• Exercise text:
More color on what they are seeing in discretionary spend, “We get a pretty good preview of what that looks like especially around Christmas shopping and Black Friday from our seats. Electronics were down about 11%. Homewares and sports equipment in particular were hovering in the negative high 30s. So there’s quite a lot of – I’m not sure what the right word to use, but folks are digesting the purchases they made during the pandemic. And I think those are not transactions that will disappear forever, but I think they’re probably going to remain muted for we expect at least a few quarters of that…There’s quite a lot of movement into things like consumables. And obviously food prices being higher does not help either to the acceleration point.”
They still though are optimistic about delinquencies, in part because of their confidence in their business model.
Expedia
“we continue to see that people are prioritizing travel over just about everything. If any of you have been traveling, I’m sure you’ve seen it, rates are still very high, demand is high, planes are full. So I think maybe it’s still in effect of Covid and people realizing there’s more valuable things to do with their lives. And they – it’s not just like revenge travel but it’s beyond that, like I want to keep traveling, I want to keep enriching my life.”
They said this on China travel, “So China first, our biggest relationship there is outbound with Trip.com in China and then we had some small relationships and some offline travel relationships. It’s early days, there’s tons of interest. I’m sure you’ll hear this from other players, but there’s a lot of shopping going on, but it’s still fairly challenging for outbound travel between the political issues, between airlift, which is challenging and there’s still a lot of unique rules now getting in and out of China that the airlines are dealing with, making hard to fly direct and so forth. And then of course, you’ve got the issues of Russian airspace, with great issues with European airlift in China. So it’s going to take a little while to work itself out, but interest is very high.”

• What you will do: In the text on discretionary spending and travel, by roughly what percentage were electronics down?

(Records from a data collection)

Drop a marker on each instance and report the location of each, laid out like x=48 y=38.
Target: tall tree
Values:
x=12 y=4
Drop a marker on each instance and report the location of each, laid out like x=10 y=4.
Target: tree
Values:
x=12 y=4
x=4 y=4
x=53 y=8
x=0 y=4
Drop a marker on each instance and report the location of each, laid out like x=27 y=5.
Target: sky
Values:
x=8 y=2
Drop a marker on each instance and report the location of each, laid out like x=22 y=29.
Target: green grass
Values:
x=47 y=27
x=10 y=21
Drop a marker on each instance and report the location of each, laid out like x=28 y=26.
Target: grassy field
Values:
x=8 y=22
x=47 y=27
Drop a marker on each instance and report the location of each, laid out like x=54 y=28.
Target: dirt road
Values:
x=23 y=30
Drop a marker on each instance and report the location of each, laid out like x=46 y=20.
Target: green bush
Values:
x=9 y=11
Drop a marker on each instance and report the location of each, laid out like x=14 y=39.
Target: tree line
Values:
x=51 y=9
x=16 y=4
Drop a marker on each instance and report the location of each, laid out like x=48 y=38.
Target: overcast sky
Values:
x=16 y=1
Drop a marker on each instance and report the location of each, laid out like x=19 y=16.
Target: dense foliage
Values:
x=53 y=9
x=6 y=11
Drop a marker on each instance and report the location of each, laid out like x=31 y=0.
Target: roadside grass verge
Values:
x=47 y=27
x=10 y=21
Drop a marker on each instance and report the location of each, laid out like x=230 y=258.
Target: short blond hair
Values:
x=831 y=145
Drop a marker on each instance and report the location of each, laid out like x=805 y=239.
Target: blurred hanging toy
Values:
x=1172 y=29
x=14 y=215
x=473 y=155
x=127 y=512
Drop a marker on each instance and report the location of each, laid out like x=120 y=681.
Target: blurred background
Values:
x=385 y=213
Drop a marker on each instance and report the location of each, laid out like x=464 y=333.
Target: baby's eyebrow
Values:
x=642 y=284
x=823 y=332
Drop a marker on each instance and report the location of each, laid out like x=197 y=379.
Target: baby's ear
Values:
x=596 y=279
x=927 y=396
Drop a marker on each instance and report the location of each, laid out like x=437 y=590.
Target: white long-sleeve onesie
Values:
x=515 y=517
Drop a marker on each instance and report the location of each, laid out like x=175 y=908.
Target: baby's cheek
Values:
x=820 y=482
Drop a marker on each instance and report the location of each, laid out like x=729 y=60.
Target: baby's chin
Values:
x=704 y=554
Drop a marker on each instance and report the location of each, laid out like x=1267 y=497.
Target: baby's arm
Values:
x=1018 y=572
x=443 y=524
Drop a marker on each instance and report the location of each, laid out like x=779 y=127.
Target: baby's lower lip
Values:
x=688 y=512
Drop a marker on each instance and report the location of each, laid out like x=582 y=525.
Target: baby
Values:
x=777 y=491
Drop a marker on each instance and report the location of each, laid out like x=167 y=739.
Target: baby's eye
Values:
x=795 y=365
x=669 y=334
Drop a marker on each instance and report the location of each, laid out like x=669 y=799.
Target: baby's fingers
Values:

• Exercise response: About 11%.